→ SUPPLIED ENTRIES:
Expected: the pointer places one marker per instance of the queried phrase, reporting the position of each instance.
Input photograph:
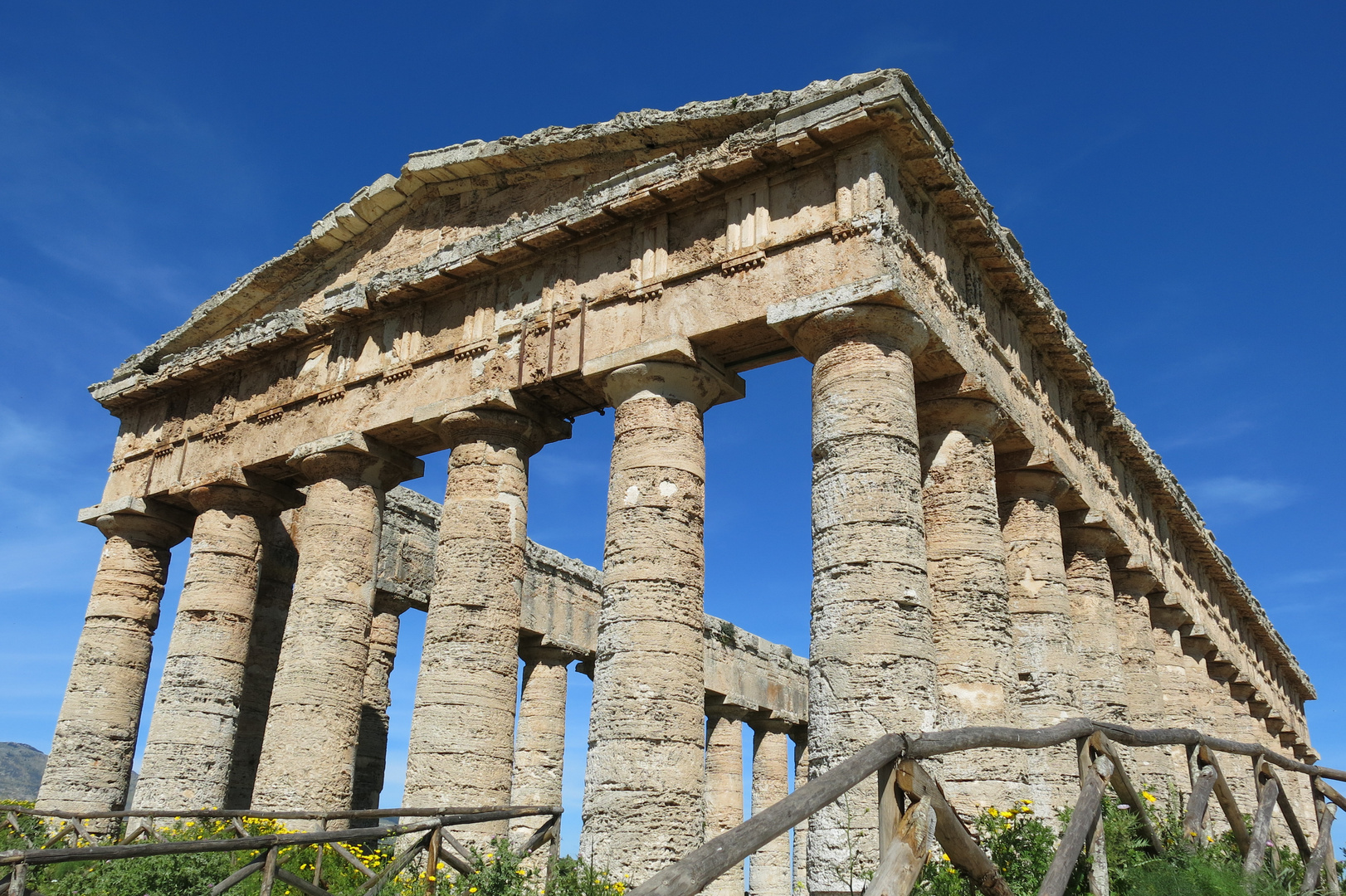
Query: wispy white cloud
(1241, 494)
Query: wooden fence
(913, 809)
(913, 813)
(428, 835)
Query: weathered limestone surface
(724, 790)
(309, 751)
(712, 231)
(372, 747)
(1093, 623)
(89, 767)
(1039, 610)
(768, 868)
(1143, 688)
(871, 645)
(279, 560)
(645, 778)
(969, 595)
(463, 722)
(800, 850)
(540, 742)
(190, 748)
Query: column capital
(545, 654)
(671, 368)
(356, 455)
(1096, 540)
(237, 490)
(972, 416)
(1042, 486)
(142, 519)
(491, 413)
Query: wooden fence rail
(913, 816)
(431, 839)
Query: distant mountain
(21, 772)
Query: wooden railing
(428, 835)
(905, 833)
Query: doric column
(871, 665)
(309, 751)
(190, 748)
(1093, 621)
(724, 789)
(540, 740)
(768, 868)
(372, 751)
(1039, 614)
(279, 560)
(89, 767)
(800, 735)
(462, 739)
(1182, 690)
(645, 778)
(969, 595)
(1143, 686)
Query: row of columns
(945, 593)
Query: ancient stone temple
(993, 543)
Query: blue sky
(1173, 171)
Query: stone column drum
(800, 850)
(540, 740)
(372, 752)
(723, 791)
(871, 643)
(768, 868)
(645, 778)
(89, 767)
(1093, 622)
(1039, 612)
(969, 595)
(190, 748)
(309, 751)
(274, 592)
(1143, 689)
(462, 739)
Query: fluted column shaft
(1039, 612)
(462, 739)
(969, 595)
(645, 778)
(309, 752)
(871, 642)
(1093, 621)
(540, 740)
(724, 791)
(190, 748)
(1143, 688)
(768, 868)
(372, 751)
(800, 850)
(274, 593)
(89, 767)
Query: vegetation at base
(1022, 846)
(497, 872)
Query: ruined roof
(722, 140)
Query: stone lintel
(675, 350)
(885, 290)
(138, 508)
(393, 462)
(430, 416)
(238, 476)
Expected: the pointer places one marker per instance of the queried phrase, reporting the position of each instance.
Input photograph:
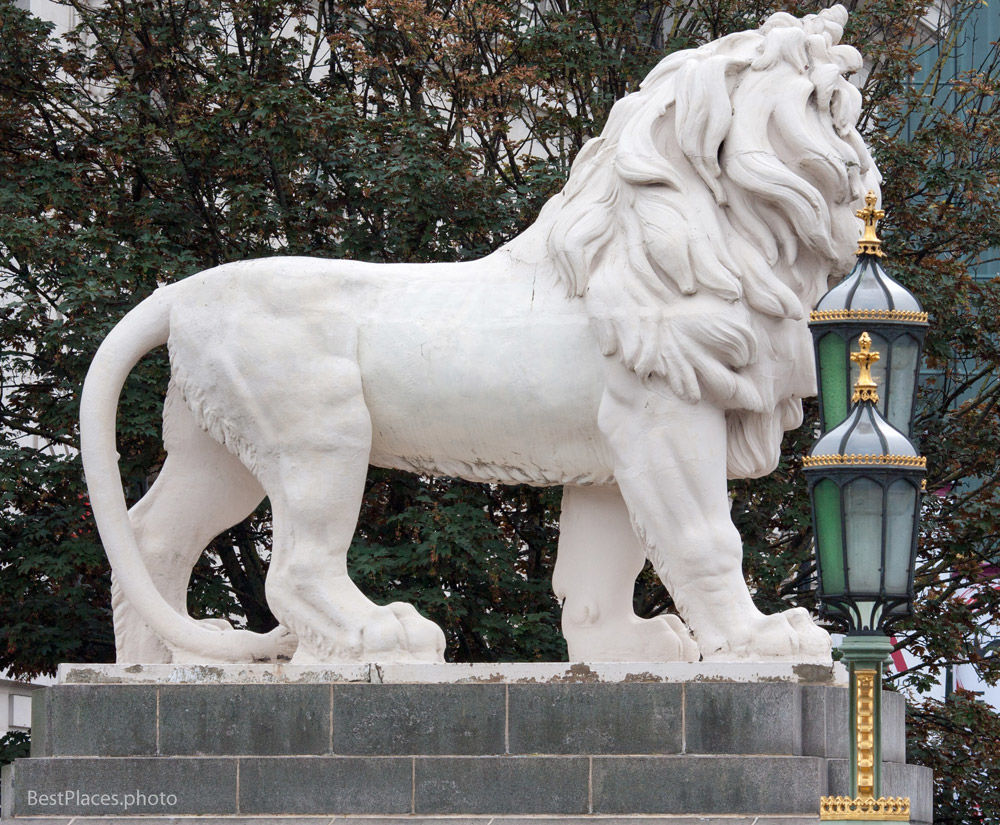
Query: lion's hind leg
(598, 560)
(315, 479)
(201, 491)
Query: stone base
(506, 746)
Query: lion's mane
(699, 221)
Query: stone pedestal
(265, 743)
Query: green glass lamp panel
(901, 504)
(902, 375)
(881, 346)
(830, 538)
(863, 517)
(833, 379)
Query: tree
(166, 136)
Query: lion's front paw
(791, 636)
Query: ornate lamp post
(865, 480)
(868, 300)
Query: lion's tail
(144, 328)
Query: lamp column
(865, 479)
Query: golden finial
(865, 389)
(870, 244)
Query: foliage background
(162, 137)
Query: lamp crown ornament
(869, 300)
(865, 388)
(870, 243)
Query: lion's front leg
(670, 463)
(597, 563)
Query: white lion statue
(642, 341)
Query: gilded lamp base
(883, 809)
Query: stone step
(450, 719)
(594, 819)
(437, 786)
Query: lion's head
(705, 221)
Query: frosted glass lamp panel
(902, 374)
(864, 440)
(863, 518)
(900, 505)
(881, 346)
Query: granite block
(814, 720)
(95, 720)
(708, 785)
(95, 786)
(825, 723)
(501, 785)
(743, 719)
(252, 720)
(595, 718)
(40, 745)
(6, 791)
(418, 719)
(326, 785)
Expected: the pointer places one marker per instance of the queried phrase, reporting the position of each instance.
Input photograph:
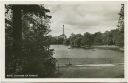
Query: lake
(80, 56)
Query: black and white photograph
(65, 40)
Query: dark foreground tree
(27, 48)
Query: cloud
(88, 17)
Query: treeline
(113, 37)
(27, 47)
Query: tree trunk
(17, 35)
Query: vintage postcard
(58, 40)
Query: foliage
(27, 43)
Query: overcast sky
(83, 17)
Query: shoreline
(112, 47)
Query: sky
(83, 17)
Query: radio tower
(121, 19)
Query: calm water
(82, 56)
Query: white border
(2, 44)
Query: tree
(30, 42)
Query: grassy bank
(109, 47)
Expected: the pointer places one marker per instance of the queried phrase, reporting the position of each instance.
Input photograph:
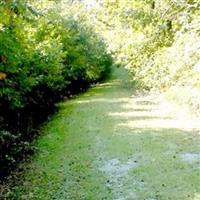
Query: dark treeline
(45, 55)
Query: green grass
(105, 144)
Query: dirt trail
(110, 143)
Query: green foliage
(44, 55)
(157, 40)
(45, 49)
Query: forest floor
(112, 143)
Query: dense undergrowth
(159, 41)
(46, 54)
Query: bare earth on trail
(110, 143)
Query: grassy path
(110, 144)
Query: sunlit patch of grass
(109, 144)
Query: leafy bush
(43, 56)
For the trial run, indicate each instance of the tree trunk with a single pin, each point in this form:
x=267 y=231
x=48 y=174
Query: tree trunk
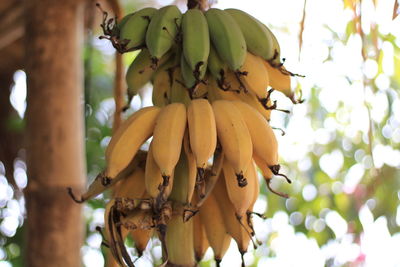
x=55 y=151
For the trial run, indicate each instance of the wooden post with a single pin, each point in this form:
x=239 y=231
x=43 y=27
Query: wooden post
x=55 y=132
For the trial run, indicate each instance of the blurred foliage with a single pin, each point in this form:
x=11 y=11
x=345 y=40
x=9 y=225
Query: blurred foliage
x=378 y=187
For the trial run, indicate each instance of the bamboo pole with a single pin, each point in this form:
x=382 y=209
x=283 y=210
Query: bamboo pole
x=55 y=131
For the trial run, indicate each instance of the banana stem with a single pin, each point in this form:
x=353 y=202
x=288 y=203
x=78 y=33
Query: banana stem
x=201 y=4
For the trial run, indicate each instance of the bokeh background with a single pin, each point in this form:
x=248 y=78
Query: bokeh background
x=341 y=148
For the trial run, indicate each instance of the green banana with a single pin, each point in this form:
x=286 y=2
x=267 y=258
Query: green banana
x=122 y=22
x=227 y=38
x=140 y=72
x=187 y=73
x=196 y=41
x=258 y=38
x=133 y=28
x=179 y=93
x=189 y=77
x=276 y=59
x=162 y=31
x=217 y=67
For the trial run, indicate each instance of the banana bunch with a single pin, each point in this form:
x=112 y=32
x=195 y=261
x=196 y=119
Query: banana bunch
x=206 y=136
x=212 y=44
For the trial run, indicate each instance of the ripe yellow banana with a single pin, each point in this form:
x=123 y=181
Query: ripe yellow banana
x=211 y=218
x=196 y=41
x=258 y=38
x=202 y=132
x=200 y=91
x=128 y=138
x=241 y=197
x=179 y=242
x=132 y=186
x=215 y=93
x=226 y=37
x=133 y=29
x=240 y=233
x=101 y=183
x=184 y=175
x=168 y=137
x=265 y=144
x=234 y=137
x=153 y=179
x=162 y=31
x=256 y=79
x=279 y=80
x=200 y=241
x=268 y=175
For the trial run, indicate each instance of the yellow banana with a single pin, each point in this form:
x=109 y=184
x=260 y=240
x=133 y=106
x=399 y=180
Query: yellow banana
x=279 y=79
x=200 y=241
x=256 y=76
x=200 y=91
x=265 y=144
x=196 y=41
x=133 y=29
x=162 y=31
x=240 y=233
x=179 y=242
x=153 y=179
x=211 y=218
x=202 y=132
x=241 y=197
x=215 y=93
x=184 y=176
x=234 y=137
x=115 y=235
x=168 y=137
x=128 y=138
x=226 y=37
x=268 y=175
x=133 y=187
x=101 y=183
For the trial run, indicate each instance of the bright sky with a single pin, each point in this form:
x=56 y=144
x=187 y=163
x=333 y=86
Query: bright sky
x=291 y=248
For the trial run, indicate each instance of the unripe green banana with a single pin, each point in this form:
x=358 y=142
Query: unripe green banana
x=196 y=41
x=227 y=38
x=140 y=72
x=122 y=22
x=217 y=67
x=189 y=76
x=134 y=28
x=162 y=31
x=258 y=37
x=276 y=59
x=179 y=93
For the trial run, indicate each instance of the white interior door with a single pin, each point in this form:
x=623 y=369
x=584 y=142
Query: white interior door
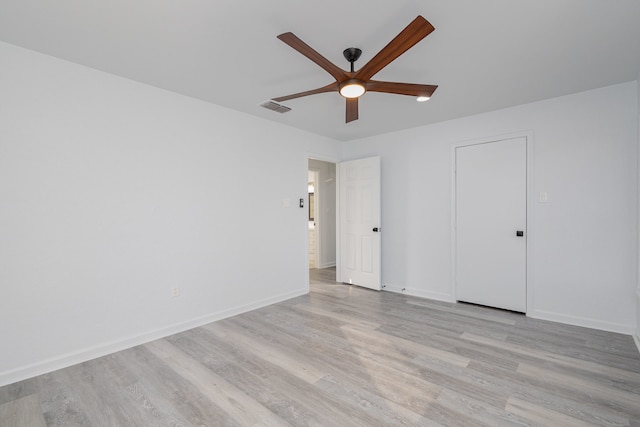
x=359 y=221
x=491 y=219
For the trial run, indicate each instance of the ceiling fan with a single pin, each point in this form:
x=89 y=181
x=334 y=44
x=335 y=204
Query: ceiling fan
x=353 y=84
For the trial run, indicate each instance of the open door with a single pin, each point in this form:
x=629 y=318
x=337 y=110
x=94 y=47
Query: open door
x=359 y=222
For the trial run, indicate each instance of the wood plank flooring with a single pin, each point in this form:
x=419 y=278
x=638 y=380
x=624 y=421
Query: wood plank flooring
x=348 y=356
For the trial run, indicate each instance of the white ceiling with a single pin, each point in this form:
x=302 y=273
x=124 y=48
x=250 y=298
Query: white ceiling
x=484 y=55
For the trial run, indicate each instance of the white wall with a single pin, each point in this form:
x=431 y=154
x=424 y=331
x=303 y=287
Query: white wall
x=637 y=335
x=326 y=199
x=113 y=192
x=584 y=240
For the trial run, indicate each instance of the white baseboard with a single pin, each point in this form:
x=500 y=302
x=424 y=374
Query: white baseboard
x=582 y=321
x=83 y=355
x=439 y=296
x=327 y=265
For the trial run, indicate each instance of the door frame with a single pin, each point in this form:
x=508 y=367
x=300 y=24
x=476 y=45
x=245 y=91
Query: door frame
x=528 y=135
x=328 y=159
x=316 y=212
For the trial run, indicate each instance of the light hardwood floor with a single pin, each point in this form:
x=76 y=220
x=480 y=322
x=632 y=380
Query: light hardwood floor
x=347 y=356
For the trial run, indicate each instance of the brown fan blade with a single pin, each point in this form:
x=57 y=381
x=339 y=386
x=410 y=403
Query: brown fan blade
x=333 y=87
x=401 y=88
x=352 y=109
x=292 y=40
x=418 y=29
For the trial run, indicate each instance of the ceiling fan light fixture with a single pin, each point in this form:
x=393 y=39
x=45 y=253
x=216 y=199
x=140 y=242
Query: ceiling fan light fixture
x=352 y=88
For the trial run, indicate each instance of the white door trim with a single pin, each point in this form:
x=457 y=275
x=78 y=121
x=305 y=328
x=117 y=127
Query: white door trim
x=530 y=200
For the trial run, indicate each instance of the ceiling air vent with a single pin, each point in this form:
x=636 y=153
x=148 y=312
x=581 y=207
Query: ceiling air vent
x=274 y=106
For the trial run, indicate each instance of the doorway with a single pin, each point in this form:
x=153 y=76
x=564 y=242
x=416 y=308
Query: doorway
x=321 y=202
x=490 y=223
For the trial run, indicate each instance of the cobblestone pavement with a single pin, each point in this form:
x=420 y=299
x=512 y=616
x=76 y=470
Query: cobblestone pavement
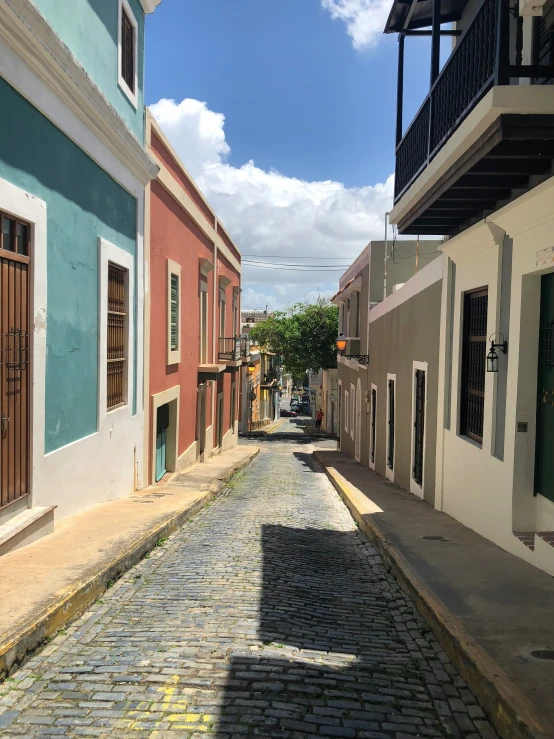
x=267 y=615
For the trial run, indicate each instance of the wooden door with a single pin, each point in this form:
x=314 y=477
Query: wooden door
x=14 y=360
x=544 y=464
x=419 y=425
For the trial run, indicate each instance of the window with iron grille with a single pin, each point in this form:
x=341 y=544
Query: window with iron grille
x=128 y=50
x=174 y=313
x=117 y=317
x=474 y=353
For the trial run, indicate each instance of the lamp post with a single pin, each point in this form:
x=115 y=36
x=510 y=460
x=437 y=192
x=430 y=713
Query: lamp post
x=251 y=369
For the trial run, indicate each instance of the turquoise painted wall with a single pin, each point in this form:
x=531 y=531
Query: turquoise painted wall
x=90 y=31
x=83 y=203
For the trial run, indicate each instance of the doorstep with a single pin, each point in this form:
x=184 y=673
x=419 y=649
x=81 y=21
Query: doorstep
x=50 y=582
x=489 y=609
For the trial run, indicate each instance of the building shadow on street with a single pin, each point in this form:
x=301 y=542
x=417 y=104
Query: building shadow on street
x=333 y=662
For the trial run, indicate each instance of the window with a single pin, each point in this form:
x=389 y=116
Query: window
x=203 y=322
x=474 y=352
x=174 y=313
x=391 y=417
x=128 y=51
x=346 y=411
x=117 y=316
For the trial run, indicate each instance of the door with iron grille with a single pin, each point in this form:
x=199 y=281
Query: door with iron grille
x=544 y=464
x=419 y=425
x=14 y=359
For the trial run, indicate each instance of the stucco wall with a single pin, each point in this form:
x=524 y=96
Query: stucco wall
x=175 y=236
x=89 y=28
x=410 y=332
x=83 y=203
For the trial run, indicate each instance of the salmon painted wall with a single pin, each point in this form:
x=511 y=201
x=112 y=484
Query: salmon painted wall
x=175 y=236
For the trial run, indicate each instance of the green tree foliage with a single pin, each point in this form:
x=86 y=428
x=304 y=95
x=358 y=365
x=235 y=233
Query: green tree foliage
x=304 y=336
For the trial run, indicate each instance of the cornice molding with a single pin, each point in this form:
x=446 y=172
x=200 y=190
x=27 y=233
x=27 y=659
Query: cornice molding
x=24 y=29
x=149 y=6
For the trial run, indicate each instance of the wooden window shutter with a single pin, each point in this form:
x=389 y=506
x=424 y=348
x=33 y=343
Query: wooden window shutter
x=127 y=50
x=116 y=336
x=174 y=316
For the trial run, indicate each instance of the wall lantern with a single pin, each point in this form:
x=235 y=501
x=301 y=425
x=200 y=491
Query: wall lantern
x=341 y=348
x=492 y=356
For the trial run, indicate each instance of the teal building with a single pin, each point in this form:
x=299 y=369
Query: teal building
x=73 y=173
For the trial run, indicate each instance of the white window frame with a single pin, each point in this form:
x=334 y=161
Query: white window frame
x=372 y=437
x=132 y=96
x=415 y=488
x=173 y=355
x=346 y=411
x=204 y=337
x=352 y=411
x=389 y=472
x=110 y=253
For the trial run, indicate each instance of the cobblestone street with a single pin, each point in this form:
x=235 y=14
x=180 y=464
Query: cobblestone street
x=268 y=614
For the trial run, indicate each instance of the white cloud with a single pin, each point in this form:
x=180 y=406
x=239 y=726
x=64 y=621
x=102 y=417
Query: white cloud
x=365 y=19
x=268 y=213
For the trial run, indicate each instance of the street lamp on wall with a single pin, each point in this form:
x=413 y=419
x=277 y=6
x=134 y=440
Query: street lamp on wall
x=492 y=356
x=341 y=348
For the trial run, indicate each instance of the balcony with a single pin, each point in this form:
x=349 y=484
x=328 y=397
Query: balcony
x=230 y=349
x=483 y=131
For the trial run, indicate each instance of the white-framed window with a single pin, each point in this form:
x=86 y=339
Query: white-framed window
x=116 y=328
x=128 y=52
x=372 y=426
x=419 y=422
x=173 y=312
x=352 y=411
x=203 y=322
x=346 y=411
x=391 y=427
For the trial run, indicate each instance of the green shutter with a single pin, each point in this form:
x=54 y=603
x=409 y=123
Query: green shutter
x=174 y=312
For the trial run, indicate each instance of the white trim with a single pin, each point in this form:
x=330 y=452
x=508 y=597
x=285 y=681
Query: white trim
x=414 y=487
x=124 y=5
x=389 y=473
x=420 y=281
x=23 y=205
x=108 y=252
x=373 y=433
x=172 y=395
x=40 y=67
x=174 y=355
x=358 y=432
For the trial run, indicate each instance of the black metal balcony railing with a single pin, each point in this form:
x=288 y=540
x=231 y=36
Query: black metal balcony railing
x=230 y=349
x=479 y=61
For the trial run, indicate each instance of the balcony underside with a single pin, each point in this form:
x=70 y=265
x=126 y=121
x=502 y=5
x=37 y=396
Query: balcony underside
x=505 y=160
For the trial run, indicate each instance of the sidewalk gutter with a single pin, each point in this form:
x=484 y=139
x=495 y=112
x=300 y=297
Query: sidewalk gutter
x=512 y=713
x=46 y=584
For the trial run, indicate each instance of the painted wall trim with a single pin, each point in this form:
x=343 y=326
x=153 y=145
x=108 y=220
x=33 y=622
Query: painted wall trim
x=421 y=281
x=51 y=75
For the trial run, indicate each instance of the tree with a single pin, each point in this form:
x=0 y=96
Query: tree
x=304 y=336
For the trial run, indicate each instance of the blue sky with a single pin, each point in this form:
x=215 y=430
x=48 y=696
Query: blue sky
x=308 y=98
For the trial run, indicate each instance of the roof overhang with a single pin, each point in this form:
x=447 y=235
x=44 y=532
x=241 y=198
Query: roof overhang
x=422 y=14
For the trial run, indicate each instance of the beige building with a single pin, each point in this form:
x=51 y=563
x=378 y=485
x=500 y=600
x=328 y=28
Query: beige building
x=479 y=170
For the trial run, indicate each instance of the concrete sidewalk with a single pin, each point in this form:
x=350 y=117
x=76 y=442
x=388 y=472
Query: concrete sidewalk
x=50 y=582
x=489 y=609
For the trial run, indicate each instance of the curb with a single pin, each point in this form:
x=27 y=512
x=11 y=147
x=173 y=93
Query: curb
x=69 y=605
x=513 y=715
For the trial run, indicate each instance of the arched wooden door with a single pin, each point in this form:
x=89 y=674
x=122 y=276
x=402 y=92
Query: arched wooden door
x=15 y=259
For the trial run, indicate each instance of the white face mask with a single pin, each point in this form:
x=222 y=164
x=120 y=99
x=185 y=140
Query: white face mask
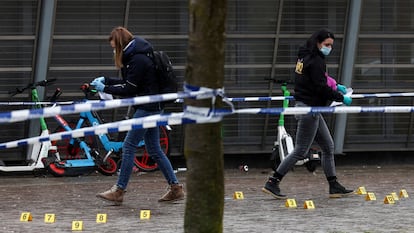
x=325 y=50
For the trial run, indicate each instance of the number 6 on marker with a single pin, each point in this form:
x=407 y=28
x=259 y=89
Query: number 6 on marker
x=145 y=214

→ WHAT IS EXPECTED:
Could you output exactly the lines above, from the line with "x=623 y=369" up to and including the line with "x=629 y=318", and nothing else, skipping the pictures?

→ ANSWER BELOW:
x=623 y=369
x=584 y=142
Query: white interior door
x=359 y=221
x=491 y=219
For the trial run, indicate each instance of the ceiling fan with a single pin, each point in this form:
x=89 y=181
x=334 y=44
x=335 y=204
Query: ceiling fan
x=353 y=84
For the trial run, indicate each instance of the open door with a single pin, each point in this form:
x=629 y=318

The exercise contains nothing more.